= NLA media access =

NLA media access (often shortened to the NLA) is the collecting society for UK newspapers, a privately owned limited company. It undertakes collective rights management on behalf of its members and licenses companies, such as press cuttings agencies and media monitoring firms.

== History ==
The NLA was founded in 1996 by the following eight UK national newspaper publishers, who were equal shareholders:

- Associated Newspapers
- Financial Times
- Guardian Media Group
- ESI Media (comprising The Independent and Evening Standard)
- Northern & Shell
- News International
- Daily Telegraph
- Trinity Mirror

There are seven shareholders as of 2019, following Northern & Shell’s acquisition by Trinity Mirror.

NLA media access distributes over £22m each year to national and regional newspapers in respect of copyright works. In 2009 NLA media access licensed over 1000m copies of newspaper cuttings from more than 1,400 titles and collected licence fees from over 8,300 licensees (representing over 150,000 organisations).

In 2006 the NLA launched eClips, an online database of newspaper cuttings. In 2008, it launched ClipSearch, allowing anyone to search and retrieve original newspaper articles from around the UK, updated 72 hours after publication. In 2009, it introduced Newspapers for Schools, to encourage and ease the access of newspaper material to schools throughout the UK. NLA media access also supports the Journalism Diversity Fund which provides bursaries to students from ethnically and socially diverse backgrounds looking to train as journalists.

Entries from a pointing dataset
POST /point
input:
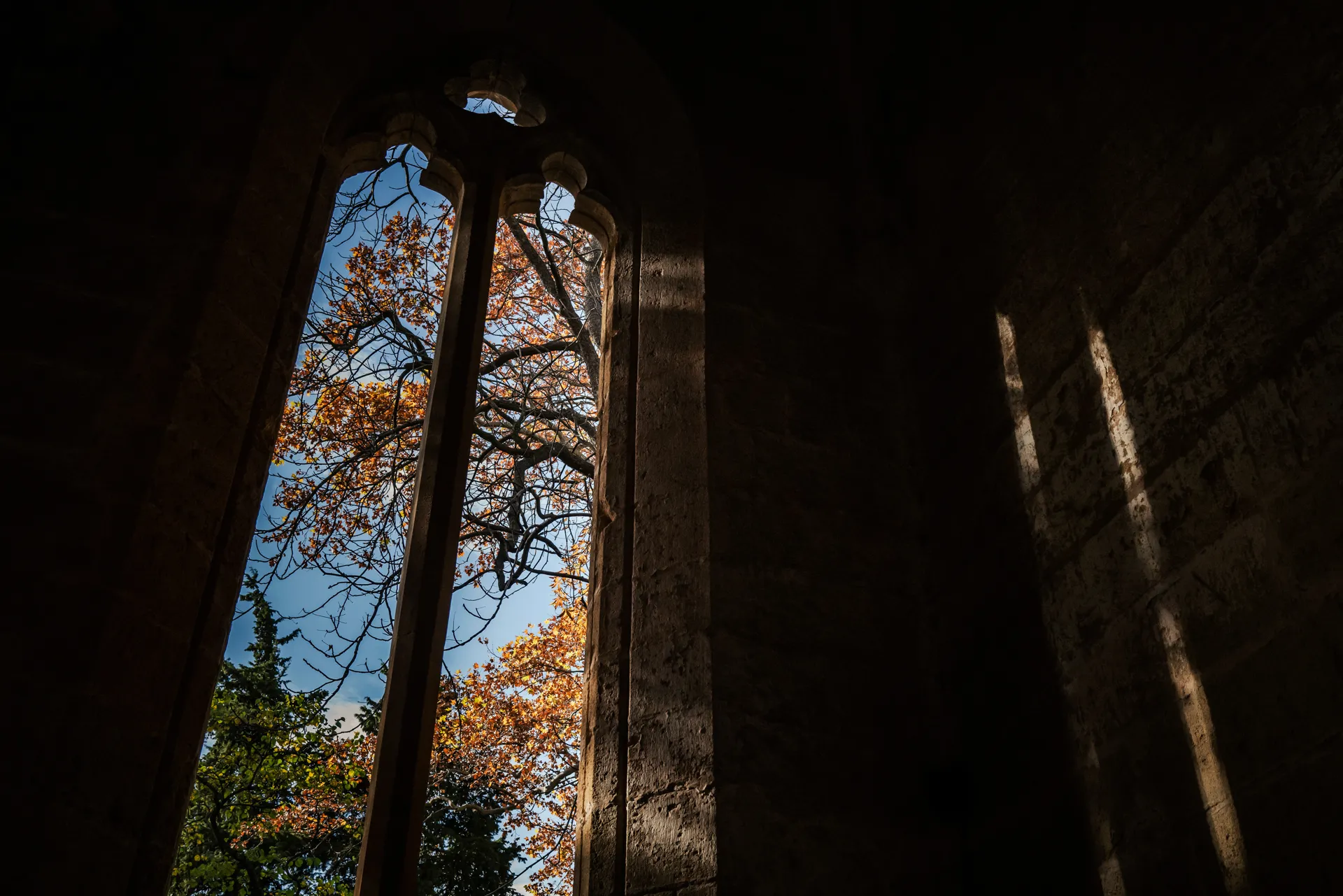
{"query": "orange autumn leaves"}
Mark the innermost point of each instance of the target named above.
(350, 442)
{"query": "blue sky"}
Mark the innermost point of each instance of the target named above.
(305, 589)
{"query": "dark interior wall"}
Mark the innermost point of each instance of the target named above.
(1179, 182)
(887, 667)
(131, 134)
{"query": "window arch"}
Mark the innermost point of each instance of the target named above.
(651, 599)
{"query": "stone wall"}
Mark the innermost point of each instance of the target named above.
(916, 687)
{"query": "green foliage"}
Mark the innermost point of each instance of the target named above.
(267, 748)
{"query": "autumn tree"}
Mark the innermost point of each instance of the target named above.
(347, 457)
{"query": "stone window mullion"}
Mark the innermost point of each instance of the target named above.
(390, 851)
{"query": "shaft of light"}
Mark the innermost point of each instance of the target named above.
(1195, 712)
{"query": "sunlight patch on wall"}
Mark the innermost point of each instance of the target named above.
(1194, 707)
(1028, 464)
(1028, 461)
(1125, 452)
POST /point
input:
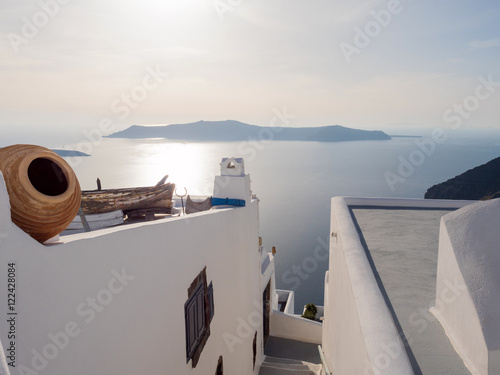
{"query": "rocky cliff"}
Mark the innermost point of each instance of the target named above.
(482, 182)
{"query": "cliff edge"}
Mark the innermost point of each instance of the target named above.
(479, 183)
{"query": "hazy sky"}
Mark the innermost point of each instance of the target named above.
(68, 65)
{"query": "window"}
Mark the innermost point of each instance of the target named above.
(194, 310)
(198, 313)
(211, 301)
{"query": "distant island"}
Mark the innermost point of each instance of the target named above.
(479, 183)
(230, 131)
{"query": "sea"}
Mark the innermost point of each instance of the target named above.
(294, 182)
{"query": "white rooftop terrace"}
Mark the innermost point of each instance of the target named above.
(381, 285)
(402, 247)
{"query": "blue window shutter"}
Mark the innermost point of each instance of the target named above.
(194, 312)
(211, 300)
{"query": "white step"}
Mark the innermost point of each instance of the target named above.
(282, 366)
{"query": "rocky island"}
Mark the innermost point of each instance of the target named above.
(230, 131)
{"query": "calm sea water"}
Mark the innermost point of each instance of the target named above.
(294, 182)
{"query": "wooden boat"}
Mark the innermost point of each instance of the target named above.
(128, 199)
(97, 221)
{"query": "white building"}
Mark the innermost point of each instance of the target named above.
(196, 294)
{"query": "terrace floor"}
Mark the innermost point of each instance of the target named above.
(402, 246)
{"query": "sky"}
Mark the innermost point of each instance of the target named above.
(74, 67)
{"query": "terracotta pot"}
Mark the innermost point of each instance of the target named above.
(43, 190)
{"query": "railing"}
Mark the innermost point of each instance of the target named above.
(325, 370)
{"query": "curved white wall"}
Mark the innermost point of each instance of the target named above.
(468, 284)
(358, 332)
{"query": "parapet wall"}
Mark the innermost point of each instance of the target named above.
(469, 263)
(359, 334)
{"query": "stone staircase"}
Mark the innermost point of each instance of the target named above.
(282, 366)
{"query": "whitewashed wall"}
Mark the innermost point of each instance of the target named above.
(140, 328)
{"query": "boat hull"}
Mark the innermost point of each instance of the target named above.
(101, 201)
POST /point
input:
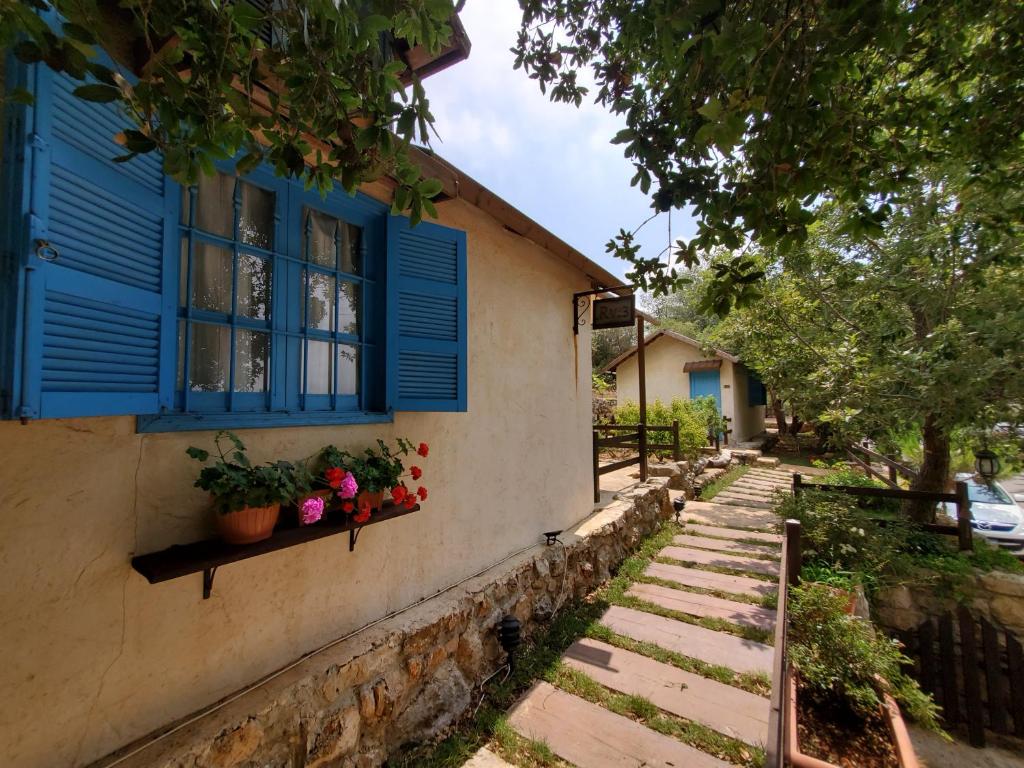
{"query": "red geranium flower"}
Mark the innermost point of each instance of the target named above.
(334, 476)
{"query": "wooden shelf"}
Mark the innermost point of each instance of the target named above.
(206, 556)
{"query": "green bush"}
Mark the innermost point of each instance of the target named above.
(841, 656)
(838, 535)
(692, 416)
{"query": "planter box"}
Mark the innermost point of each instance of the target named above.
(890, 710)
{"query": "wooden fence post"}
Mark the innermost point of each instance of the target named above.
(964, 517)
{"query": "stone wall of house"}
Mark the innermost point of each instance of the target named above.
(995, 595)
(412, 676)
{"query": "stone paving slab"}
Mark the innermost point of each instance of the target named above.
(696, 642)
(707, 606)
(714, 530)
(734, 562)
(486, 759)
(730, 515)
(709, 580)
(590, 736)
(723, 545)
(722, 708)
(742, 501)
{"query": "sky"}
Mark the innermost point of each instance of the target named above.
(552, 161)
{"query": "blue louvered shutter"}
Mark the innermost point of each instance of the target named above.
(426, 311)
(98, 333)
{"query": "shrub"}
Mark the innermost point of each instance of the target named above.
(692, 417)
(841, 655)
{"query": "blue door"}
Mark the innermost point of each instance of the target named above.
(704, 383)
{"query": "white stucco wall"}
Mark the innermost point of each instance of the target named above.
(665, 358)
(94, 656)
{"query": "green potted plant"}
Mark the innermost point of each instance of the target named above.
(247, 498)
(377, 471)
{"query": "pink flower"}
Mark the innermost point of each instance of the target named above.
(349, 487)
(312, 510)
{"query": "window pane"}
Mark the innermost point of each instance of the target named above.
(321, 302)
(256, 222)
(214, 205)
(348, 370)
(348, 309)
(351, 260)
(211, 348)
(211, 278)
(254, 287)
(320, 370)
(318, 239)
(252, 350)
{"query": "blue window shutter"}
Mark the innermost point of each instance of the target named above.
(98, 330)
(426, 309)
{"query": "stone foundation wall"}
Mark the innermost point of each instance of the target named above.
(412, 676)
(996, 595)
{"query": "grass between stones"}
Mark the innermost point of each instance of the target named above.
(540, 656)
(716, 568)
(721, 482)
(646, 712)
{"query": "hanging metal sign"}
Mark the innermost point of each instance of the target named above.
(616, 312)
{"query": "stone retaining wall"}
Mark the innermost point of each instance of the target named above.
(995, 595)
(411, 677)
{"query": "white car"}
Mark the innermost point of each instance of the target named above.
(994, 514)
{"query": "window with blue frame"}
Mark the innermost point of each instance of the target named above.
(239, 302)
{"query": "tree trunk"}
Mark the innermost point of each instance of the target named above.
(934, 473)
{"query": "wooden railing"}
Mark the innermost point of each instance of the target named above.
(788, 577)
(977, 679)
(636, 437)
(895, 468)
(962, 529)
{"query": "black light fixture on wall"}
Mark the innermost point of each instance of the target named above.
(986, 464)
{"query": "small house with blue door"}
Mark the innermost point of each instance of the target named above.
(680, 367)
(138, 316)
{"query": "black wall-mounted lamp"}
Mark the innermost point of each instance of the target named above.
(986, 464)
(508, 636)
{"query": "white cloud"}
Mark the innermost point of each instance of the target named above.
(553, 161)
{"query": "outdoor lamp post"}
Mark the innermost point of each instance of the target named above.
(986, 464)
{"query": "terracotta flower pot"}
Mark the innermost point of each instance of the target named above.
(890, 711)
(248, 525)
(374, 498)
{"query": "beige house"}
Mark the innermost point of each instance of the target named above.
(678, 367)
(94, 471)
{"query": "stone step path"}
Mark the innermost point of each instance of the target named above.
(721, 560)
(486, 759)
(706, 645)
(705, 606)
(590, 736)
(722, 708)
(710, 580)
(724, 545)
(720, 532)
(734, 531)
--
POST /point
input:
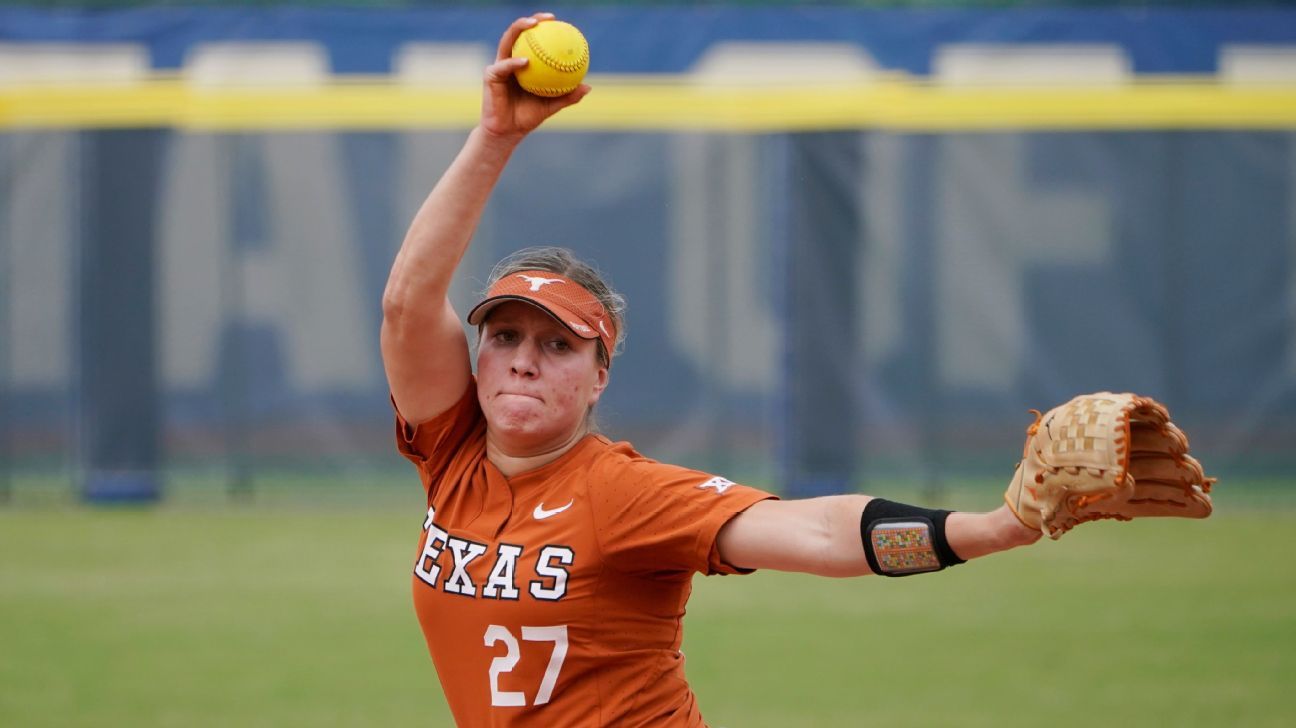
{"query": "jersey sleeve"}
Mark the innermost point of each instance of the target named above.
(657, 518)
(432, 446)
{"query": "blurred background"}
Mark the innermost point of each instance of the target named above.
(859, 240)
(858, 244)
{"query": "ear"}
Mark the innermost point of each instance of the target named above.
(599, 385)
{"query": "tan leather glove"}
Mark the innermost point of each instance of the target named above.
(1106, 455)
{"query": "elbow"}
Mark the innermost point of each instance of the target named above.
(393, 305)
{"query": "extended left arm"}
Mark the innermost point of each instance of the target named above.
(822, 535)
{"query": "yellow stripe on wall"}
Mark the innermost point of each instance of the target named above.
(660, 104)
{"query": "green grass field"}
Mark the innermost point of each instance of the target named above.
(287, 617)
* * *
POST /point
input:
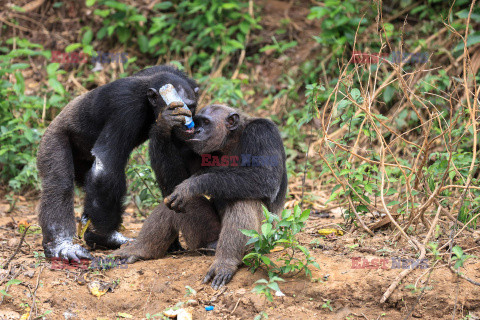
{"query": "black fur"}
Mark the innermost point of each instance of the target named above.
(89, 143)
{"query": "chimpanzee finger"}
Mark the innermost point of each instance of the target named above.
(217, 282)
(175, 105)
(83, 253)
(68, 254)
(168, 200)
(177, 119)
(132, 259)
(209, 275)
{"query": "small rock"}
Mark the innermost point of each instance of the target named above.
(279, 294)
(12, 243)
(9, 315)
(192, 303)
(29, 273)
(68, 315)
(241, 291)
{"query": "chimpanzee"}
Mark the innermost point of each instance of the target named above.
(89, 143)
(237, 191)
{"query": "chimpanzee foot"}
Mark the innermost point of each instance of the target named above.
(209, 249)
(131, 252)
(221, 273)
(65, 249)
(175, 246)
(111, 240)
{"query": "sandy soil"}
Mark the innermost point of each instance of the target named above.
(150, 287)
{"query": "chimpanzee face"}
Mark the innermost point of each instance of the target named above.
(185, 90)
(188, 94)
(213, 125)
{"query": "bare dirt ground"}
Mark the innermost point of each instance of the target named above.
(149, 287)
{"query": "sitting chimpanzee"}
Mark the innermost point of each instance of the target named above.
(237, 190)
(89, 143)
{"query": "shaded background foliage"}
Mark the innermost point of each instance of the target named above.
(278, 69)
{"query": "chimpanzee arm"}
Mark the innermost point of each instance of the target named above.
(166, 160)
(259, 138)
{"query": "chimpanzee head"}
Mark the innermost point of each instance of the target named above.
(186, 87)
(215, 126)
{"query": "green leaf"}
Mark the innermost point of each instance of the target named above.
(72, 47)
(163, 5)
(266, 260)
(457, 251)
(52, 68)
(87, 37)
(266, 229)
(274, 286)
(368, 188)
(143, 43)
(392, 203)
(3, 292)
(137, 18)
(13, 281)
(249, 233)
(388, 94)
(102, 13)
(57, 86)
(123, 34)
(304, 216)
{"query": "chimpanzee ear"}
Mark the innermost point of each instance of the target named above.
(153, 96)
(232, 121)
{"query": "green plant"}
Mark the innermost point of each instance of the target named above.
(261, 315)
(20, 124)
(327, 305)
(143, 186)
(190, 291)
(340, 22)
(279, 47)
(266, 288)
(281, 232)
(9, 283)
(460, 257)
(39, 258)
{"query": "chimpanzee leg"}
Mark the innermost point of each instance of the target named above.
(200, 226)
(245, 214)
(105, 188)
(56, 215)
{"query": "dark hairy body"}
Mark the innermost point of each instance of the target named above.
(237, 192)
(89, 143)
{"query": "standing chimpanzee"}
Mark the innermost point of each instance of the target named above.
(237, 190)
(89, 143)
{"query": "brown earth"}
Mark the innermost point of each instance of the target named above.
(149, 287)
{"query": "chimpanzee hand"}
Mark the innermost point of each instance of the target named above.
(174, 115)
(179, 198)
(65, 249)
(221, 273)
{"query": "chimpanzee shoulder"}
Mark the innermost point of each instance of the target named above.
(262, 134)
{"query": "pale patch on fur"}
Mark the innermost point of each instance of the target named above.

• _Required work_:
a: List the eight UK national newspaper publishers that founded the NLA in 1996, according to the article on NLA media access above.
b: Reproduce the passage of the NLA media access article from "There are seven" to "over 150,000 organisations).".

• _Answers to the exercises_:
a:
- Associated Newspapers
- Financial Times
- Guardian Media Group
- ESI Media
- Northern & Shell
- News International
- Daily Telegraph
- Trinity Mirror

b:
There are seven shareholders as of 2019, following Northern & Shell’s acquisition by Trinity Mirror.

NLA media access distributes over £22m each year to national and regional newspapers in respect of copyright works. In 2009 NLA media access licensed over 1000m copies of newspaper cuttings from more than 1,400 titles and collected licence fees from over 8,300 licensees (representing over 150,000 organisations).